◆ **Task details**: Each record below is to be copied exactly; the pictures are to be omitted.

◆ **Given records**:
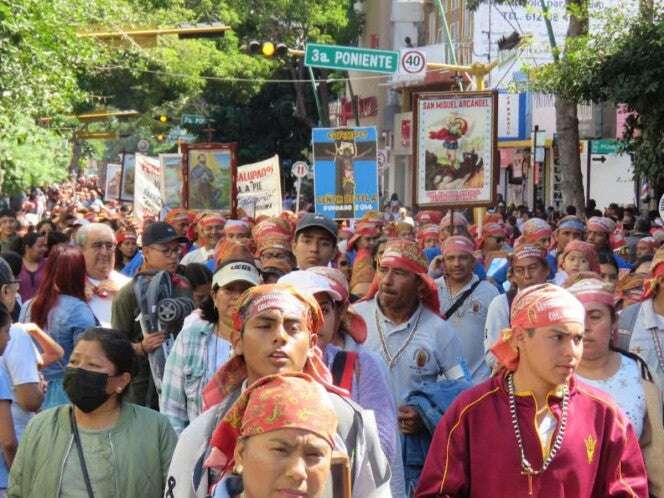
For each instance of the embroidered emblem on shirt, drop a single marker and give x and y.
(591, 444)
(421, 357)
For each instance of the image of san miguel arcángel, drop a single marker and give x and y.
(345, 171)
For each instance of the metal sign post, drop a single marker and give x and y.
(299, 170)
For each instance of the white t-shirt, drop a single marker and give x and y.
(101, 306)
(19, 362)
(626, 389)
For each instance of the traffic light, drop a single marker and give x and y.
(267, 49)
(509, 42)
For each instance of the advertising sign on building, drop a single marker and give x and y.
(456, 156)
(345, 172)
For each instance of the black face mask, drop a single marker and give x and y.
(86, 389)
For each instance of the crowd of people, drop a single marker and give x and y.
(398, 355)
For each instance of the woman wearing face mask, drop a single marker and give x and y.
(60, 309)
(98, 446)
(289, 454)
(622, 375)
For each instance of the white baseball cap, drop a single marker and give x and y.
(234, 271)
(310, 282)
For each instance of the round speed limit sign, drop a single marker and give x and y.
(413, 61)
(300, 169)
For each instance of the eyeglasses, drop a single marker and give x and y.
(100, 244)
(168, 251)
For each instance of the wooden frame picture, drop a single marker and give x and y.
(210, 177)
(455, 149)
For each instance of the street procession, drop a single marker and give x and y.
(331, 249)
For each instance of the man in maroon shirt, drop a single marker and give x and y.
(533, 429)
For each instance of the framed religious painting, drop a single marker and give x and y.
(210, 177)
(455, 149)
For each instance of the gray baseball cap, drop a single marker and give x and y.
(311, 220)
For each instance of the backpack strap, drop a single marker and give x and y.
(343, 368)
(462, 299)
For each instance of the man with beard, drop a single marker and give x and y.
(97, 243)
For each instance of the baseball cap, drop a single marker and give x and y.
(160, 232)
(6, 275)
(236, 271)
(311, 220)
(310, 282)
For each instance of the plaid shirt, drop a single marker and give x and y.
(186, 374)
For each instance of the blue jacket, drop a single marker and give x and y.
(431, 402)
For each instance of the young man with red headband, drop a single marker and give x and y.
(277, 333)
(529, 266)
(464, 302)
(533, 430)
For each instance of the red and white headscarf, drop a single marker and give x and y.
(601, 224)
(587, 249)
(275, 402)
(459, 219)
(491, 229)
(536, 307)
(534, 229)
(592, 290)
(406, 254)
(458, 244)
(256, 300)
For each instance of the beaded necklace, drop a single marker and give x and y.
(526, 467)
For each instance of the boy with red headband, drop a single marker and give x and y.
(277, 330)
(495, 440)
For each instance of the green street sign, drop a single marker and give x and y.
(351, 58)
(605, 146)
(195, 119)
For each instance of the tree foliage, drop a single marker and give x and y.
(46, 70)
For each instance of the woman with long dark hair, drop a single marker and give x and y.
(60, 308)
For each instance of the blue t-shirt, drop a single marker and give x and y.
(5, 395)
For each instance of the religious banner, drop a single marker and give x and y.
(147, 187)
(113, 181)
(127, 186)
(456, 157)
(259, 188)
(209, 175)
(345, 172)
(171, 180)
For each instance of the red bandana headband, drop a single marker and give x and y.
(457, 244)
(601, 224)
(592, 290)
(275, 402)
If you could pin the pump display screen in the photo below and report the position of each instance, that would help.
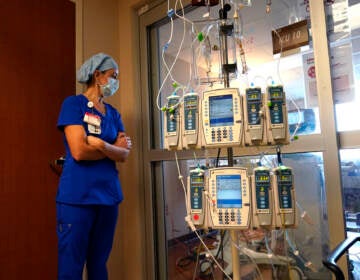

◆ **Exercise answer**:
For each instance of the embroidered emblem on shirt, drop a single marker and give x and y.
(591, 444)
(421, 357)
For each instance of the image of san miguel arcángel, drop a single marker and give x and y.
(345, 171)
For each instance of the metal sign post, drop a single marker and give x and y.
(299, 170)
For each instance of the white t-shirt, drop a single marker and give x and y.
(101, 306)
(19, 362)
(626, 389)
For each instance of the traffic light, drop a single marker and give x and y.
(267, 49)
(509, 42)
For each instance of the advertising sign on building, drop a single marker and give x and y.
(456, 156)
(345, 172)
For each instance of the black face mask, drop a single marker and give x and y.
(86, 389)
For each instance of the crowd of people, drop a single marker and give x and y.
(398, 355)
For each instance of the woman wearing face mask, drop a single marker and give x and y.
(60, 309)
(98, 446)
(289, 454)
(622, 375)
For each instance of the white baseball cap, drop a single marker and give x and y.
(234, 271)
(310, 282)
For each instance of the round speed limit sign, drop a single marker and give x and y.
(413, 61)
(300, 169)
For each instance of the eyeglasses, drop a single marker and give x and y.
(100, 244)
(168, 251)
For each instance of the wooden frame picture, drop a single marker and give x and y.
(210, 177)
(455, 149)
For each instance of the street procession, drop a single marker and give x and y.
(331, 249)
For each instance of the man in maroon shirt, drop a single marker and give x and y.
(533, 429)
For each instance of the framed religious painting, drop a single marker and give x and y.
(210, 177)
(455, 149)
For each instance of the gray baseball cap, drop a single marker and give x and y.
(311, 220)
For each instance of the backpack strap, drop a single marker and give x and y.
(343, 368)
(462, 299)
For each instance of the man with beard, drop a single marker and give x and y.
(97, 243)
For each instance of the baseball cap, drop a single marker and give x and y.
(160, 232)
(6, 275)
(236, 271)
(311, 220)
(310, 282)
For each instance of the plaid shirt, drop a single marker and give x and y.
(186, 374)
For each instance of the blue jacket, drop a single marker and give x and y.
(431, 402)
For each instance of the young man with red headband, drop a single marker and give x and y.
(277, 333)
(529, 266)
(464, 302)
(533, 430)
For each instance of the red and white headscarf, drop a single marker and give x and y.
(601, 224)
(587, 249)
(275, 402)
(459, 219)
(491, 229)
(536, 307)
(534, 229)
(592, 290)
(406, 254)
(458, 244)
(256, 300)
For each instance of the beaded necklace, drop a single marker and give x and y.
(526, 467)
For each instance of the boy with red headband, drop a single marker and give x and y.
(277, 330)
(495, 440)
For each instance of the green street sign, drop a single marker and give x and y.
(351, 58)
(605, 146)
(195, 119)
For each instance of the tree foliage, drop a single marker and give x and y.
(46, 70)
For each instance of the woman with long dark hair, drop a single marker and give x and y.
(60, 308)
For each instance of the blue t-shirt, drop a single marker and give x and y.
(5, 395)
For each instance of the religious banner, drop a single marker and give x and y.
(147, 187)
(113, 181)
(127, 186)
(456, 157)
(259, 188)
(209, 175)
(345, 172)
(171, 180)
For each instance of the red bandana headband, drop a single marker and give x and y.
(457, 244)
(601, 224)
(592, 290)
(275, 402)
If you could pin the pump display screen in the photo below and report the position of each instance, that would help.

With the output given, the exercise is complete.